Task statement: Would you please report how many lines of the listing contain "rear"? Reply with that number only.

[Source material — start]

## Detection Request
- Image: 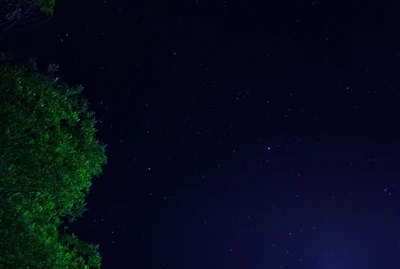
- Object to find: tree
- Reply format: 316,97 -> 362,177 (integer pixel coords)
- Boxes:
0,0 -> 55,35
0,51 -> 107,268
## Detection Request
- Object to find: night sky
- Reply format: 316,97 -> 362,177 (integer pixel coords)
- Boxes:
2,0 -> 400,268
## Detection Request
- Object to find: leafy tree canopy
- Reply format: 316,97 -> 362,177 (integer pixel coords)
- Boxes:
0,0 -> 56,35
0,51 -> 107,268
37,0 -> 56,16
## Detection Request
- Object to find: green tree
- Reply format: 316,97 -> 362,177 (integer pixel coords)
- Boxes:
0,51 -> 107,268
0,0 -> 55,35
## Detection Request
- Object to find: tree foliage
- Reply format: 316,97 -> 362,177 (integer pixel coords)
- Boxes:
0,51 -> 107,268
36,0 -> 55,16
0,0 -> 55,35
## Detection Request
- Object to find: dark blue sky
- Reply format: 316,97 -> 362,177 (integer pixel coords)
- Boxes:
3,0 -> 400,268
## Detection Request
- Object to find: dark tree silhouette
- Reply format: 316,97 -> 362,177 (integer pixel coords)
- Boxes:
0,0 -> 55,36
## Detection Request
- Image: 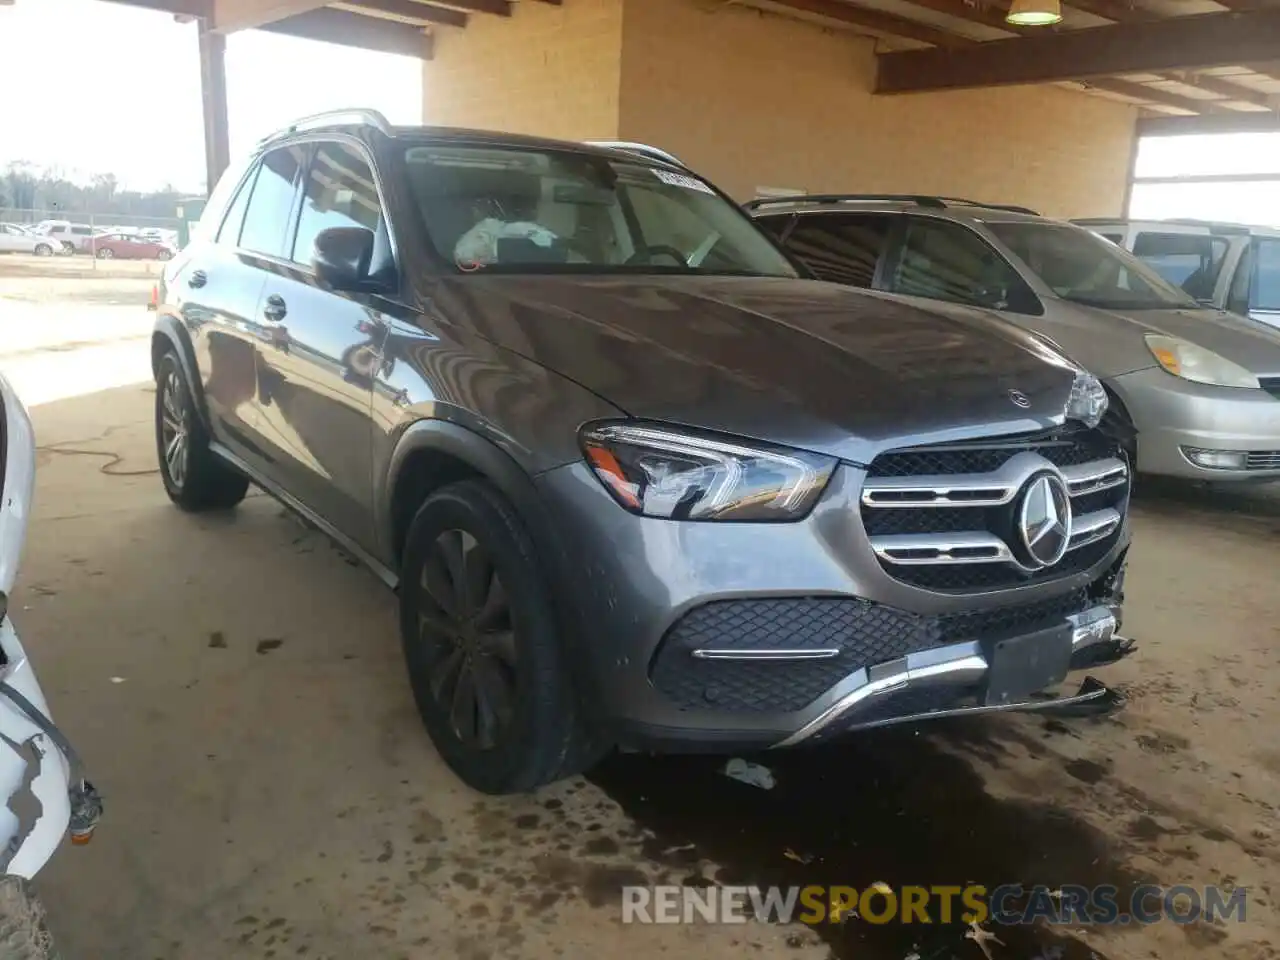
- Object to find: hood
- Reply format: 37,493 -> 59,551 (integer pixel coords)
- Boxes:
434,275 -> 1081,464
1104,306 -> 1280,376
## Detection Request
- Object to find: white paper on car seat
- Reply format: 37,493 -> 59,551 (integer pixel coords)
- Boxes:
454,218 -> 560,265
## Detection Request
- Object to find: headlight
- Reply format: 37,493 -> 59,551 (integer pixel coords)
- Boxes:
579,422 -> 836,521
1066,372 -> 1108,429
1144,335 -> 1258,389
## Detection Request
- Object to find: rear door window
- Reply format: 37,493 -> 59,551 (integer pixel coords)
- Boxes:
763,213 -> 891,289
1253,239 -> 1280,311
890,217 -> 1041,314
1132,232 -> 1227,301
238,144 -> 307,259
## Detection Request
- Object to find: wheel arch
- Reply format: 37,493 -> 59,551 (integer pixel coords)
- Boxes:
150,317 -> 212,432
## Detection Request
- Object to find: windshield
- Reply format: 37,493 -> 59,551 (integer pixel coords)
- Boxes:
400,143 -> 798,278
987,220 -> 1198,311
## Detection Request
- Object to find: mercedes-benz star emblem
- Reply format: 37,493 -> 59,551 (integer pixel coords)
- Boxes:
1008,389 -> 1031,409
1017,474 -> 1072,568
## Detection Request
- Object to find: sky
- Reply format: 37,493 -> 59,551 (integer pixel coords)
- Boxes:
2,1 -> 1280,223
0,0 -> 422,193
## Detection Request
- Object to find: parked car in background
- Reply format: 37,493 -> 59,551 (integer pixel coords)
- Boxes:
87,232 -> 174,261
152,112 -> 1132,795
1074,218 -> 1280,333
751,195 -> 1280,482
31,221 -> 94,255
0,224 -> 57,257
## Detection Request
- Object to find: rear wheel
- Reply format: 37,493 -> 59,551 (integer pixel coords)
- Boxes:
155,351 -> 249,511
157,249 -> 173,262
399,480 -> 602,794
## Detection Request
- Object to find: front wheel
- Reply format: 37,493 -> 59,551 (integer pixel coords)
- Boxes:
96,247 -> 114,260
399,480 -> 604,794
32,244 -> 52,258
0,878 -> 57,960
156,249 -> 173,262
155,352 -> 249,511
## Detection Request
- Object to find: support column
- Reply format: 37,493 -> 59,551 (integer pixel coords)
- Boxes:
198,19 -> 231,195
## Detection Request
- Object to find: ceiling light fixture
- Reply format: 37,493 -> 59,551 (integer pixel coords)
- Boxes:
1006,0 -> 1062,26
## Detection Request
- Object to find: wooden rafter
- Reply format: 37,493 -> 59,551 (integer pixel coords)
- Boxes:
429,0 -> 511,14
1063,0 -> 1148,20
897,0 -> 1024,33
764,0 -> 974,47
1161,71 -> 1274,109
877,9 -> 1280,92
1085,77 -> 1231,113
338,0 -> 468,27
261,6 -> 432,56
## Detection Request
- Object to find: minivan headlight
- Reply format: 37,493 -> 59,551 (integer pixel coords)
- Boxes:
1144,335 -> 1258,389
579,422 -> 836,521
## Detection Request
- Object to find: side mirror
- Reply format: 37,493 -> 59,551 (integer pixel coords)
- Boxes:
312,226 -> 376,292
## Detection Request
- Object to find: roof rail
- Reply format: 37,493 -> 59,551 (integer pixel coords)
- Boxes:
743,194 -> 1040,216
259,108 -> 393,145
584,140 -> 686,168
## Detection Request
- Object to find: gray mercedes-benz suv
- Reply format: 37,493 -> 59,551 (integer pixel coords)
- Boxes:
151,110 -> 1132,794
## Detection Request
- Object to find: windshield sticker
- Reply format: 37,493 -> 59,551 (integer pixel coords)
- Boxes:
652,170 -> 715,195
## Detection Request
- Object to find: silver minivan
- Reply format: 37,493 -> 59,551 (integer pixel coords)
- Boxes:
1075,217 -> 1280,333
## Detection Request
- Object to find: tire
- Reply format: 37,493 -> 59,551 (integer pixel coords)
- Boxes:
155,351 -> 249,511
32,244 -> 52,258
157,249 -> 173,262
58,242 -> 74,256
0,878 -> 57,960
399,480 -> 601,794
96,247 -> 113,260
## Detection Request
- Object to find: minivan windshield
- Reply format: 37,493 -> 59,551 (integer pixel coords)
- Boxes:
987,220 -> 1199,311
401,143 -> 799,278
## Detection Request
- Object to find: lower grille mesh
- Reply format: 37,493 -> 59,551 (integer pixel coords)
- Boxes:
650,589 -> 1091,714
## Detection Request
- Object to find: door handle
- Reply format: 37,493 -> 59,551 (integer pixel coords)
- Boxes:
187,269 -> 207,289
263,294 -> 288,322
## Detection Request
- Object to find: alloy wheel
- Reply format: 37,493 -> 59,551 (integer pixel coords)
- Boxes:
418,529 -> 517,751
160,370 -> 189,489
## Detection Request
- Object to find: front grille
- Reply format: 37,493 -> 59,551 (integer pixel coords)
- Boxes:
1247,451 -> 1280,470
650,590 -> 1092,714
861,426 -> 1128,593
1260,376 -> 1280,401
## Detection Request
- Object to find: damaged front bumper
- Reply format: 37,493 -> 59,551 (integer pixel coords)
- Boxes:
775,605 -> 1132,746
0,615 -> 101,879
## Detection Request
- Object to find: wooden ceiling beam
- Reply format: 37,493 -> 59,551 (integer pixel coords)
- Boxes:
1085,77 -> 1230,113
877,10 -> 1280,93
338,0 -> 467,26
429,0 -> 510,14
1062,0 -> 1148,20
897,0 -> 1023,33
765,0 -> 974,47
260,6 -> 433,56
1161,71 -> 1274,108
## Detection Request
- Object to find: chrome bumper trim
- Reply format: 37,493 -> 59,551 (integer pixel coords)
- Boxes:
774,604 -> 1122,747
691,647 -> 842,661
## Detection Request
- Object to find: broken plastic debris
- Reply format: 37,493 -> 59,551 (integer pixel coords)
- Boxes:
722,758 -> 775,790
965,919 -> 1005,960
783,848 -> 812,864
109,677 -> 125,684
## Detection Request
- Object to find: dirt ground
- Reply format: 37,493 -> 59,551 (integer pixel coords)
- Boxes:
3,282 -> 1279,960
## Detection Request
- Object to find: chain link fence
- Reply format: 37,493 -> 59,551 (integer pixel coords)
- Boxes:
0,208 -> 192,277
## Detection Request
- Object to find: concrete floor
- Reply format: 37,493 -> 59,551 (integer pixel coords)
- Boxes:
4,281 -> 1279,960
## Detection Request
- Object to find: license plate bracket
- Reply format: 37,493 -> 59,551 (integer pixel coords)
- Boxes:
982,622 -> 1073,706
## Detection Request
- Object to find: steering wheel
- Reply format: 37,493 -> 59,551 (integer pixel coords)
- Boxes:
626,244 -> 689,267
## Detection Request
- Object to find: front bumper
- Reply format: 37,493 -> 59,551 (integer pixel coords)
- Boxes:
0,617 -> 72,879
536,460 -> 1130,753
1114,366 -> 1280,480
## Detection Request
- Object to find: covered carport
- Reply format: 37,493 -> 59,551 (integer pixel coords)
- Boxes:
108,0 -> 1280,217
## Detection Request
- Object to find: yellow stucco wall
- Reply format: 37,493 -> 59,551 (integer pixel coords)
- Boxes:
422,0 -> 1137,218
423,0 -> 625,142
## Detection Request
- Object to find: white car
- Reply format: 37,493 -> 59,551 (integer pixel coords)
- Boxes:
0,225 -> 57,258
0,372 -> 100,949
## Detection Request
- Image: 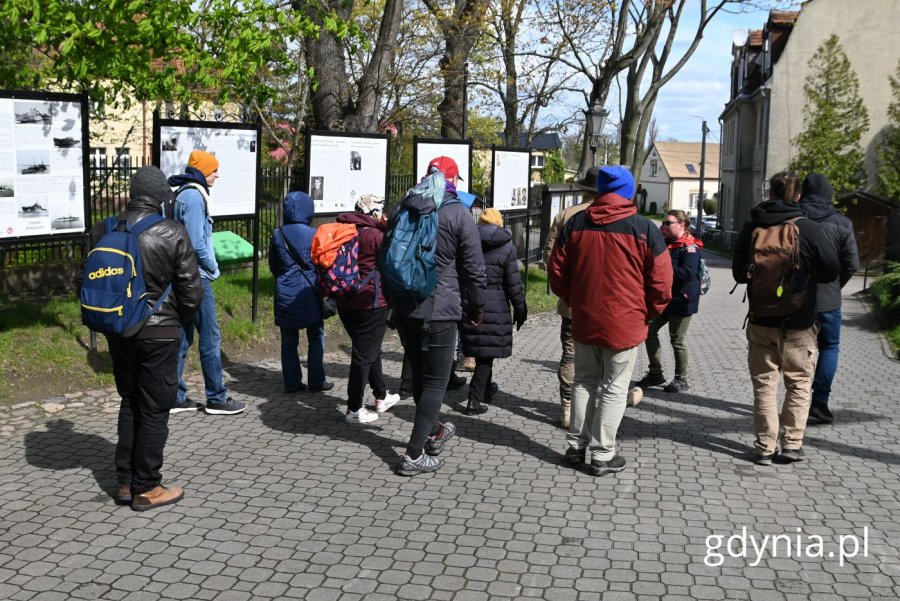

[Source material — finish]

Output of the exercise: 2